Assignment A: Return the part of the diabetes forum thread starting with "I do find that" and going on through "decisions to make.", word for word.
Assignment B: In the diabetes forum thread, at what age was Smit diagnosed?

I guess my philosophy with it is to be as careful as I can in avoiding problems overnight, but remembering that is very rare (although it can happen) for a diabetic to die from an undetected night time hypo. So for me that would be confidence that my basal rate is ok, and when it goes off then comitting myself to 3am readings until it's right again. At the moment I'm happy that my basal is fine and confident about sleeping on anything 5+, at times when my basal has been less sure I'd have made sure I had a higher starting level before bed.
The biggest risk for adults seems to be after drinking. I've come to know what alcohol does to me overnight, and so treat accordingly, usually snacking before bed. I'm also careful never to go too ott so that I'm sure I'll still be taking care.
I do find that I wake up when I have night hypos, usually before it gets too low. Now I know that's not a guaranteed thing, but it's not something I tend to think about. To some that might seem like I'm burying my head in the sand but to me that's not the case. I think it's just where you decide to draw your line in a kind of life/diabetes balance. In a similar way, If I really thought hard about it I would probably spend most of my time worrying about complications, so I try to give the prospect the respect it deserves but not let it take over, so if my control needs to be compromised occasionally because I want to do a certain activity or eat that piece of cake then so be it. It's totally a personal thing though in what 'risks' you decide are acceptable, and I wild guess that's so much harder as a carer of someone with diabetes as they're not solely your decisions to make.
Carolk, has your son had an opportunity to do a course such as dafne, or a local equivalent. It could be really usful in giving him the tools to fine tune his basal rates to lower the risk of hypos. Of course the courses would also give him knowledge of a lot of other aspects too.


----------



## Smit (May 3, 2010)

Hi Carol, 
I can totally understand where you are coming from. I was diagnosed at 3, i am now 27 and married. But even now my parents still worry. They always have and always will. I tend to check my blood just before bed, if under 5.5 i always eat a biscuit to see me through the night. No reason for the 5.5 and under, it's just what i feel safe at. I always keep snacks by my bed and near by incase i wake up and need something. When my husband is away working my mum panics if she has not heard from me and starts calling. Claims it's just for a chat but i know the real reason. You will always worry and it's good you are there for him. I think i'd try and let him try and take some responsibility from now on and just be there to support him. My diabetes was crazy at his age, but i eventually got fed up been ill and was very grateful for my parents support when i finally admitted i couldn't control it myself. x x Hope this helps and i didn't gab on for to long. x


----------



## bev (May 3, 2010)

Stored items

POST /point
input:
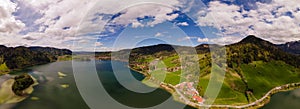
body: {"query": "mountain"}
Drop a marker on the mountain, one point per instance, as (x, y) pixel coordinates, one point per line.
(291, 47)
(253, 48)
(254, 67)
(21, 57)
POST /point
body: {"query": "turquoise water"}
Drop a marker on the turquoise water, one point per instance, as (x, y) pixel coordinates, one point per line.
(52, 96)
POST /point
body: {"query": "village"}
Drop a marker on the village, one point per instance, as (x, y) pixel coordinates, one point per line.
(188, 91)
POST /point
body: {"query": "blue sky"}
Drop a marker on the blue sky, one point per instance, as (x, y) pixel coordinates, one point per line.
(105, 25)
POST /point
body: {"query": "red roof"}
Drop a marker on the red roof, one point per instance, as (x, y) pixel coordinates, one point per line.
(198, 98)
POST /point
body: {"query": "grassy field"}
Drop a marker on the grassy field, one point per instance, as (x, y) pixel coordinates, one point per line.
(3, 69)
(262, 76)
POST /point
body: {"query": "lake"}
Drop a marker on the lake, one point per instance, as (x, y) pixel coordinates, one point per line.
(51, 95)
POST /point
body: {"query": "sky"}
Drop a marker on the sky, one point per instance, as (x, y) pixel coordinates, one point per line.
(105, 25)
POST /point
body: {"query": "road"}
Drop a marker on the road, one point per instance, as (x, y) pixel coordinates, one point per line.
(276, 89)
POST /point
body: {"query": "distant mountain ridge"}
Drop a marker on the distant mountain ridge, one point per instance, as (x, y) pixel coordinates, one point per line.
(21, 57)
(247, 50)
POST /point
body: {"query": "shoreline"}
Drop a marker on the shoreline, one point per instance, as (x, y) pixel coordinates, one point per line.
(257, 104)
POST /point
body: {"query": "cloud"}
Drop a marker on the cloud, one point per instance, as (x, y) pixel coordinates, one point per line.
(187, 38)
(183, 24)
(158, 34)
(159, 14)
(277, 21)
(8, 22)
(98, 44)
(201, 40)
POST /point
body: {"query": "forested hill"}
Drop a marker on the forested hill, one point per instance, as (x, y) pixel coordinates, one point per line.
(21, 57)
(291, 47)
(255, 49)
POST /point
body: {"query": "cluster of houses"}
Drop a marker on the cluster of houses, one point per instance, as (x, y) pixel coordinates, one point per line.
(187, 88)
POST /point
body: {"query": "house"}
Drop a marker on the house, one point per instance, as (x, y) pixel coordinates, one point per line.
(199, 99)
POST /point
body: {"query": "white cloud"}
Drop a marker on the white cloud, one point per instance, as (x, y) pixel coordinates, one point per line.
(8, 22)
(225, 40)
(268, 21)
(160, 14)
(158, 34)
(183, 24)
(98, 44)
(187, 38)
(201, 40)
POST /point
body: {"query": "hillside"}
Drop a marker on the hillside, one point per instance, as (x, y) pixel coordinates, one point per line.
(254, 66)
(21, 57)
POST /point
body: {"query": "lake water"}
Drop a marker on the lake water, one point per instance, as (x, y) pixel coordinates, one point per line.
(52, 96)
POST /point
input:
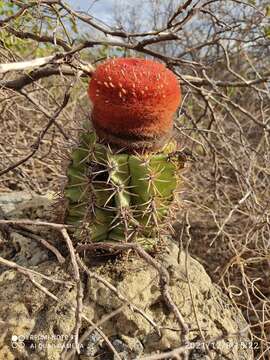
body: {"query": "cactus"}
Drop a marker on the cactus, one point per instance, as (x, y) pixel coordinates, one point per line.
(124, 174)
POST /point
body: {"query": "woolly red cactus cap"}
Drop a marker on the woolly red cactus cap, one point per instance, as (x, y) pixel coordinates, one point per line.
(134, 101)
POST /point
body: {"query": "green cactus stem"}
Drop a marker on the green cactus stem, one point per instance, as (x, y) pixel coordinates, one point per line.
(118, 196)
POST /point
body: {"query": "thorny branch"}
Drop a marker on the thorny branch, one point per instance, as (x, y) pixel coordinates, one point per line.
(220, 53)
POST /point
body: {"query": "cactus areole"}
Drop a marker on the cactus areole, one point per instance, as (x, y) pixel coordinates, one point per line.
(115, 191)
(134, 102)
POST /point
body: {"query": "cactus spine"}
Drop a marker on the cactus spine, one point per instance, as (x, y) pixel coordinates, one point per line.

Result A:
I do find that I wake up when I have night hypos, usually before it gets too low. Now I know that's not a guaranteed thing, but it's not something I tend to think about. To some that might seem like I'm burying my head in the sand but to me that's not the case. I think it's just where you decide to draw your line in a kind of life/diabetes balance. In a similar way, If I really thought hard about it I would probably spend most of my time worrying about complications, so I try to give the prospect the respect it deserves but not let it take over, so if my control needs to be compromised occasionally because I want to do a certain activity or eat that piece of cake then so be it. It's totally a personal thing though in what 'risks' you decide are acceptable, and I wild guess that's so much harder as a carer of someone with diabetes as they're not solely your decisions to make.

Result B: At 3.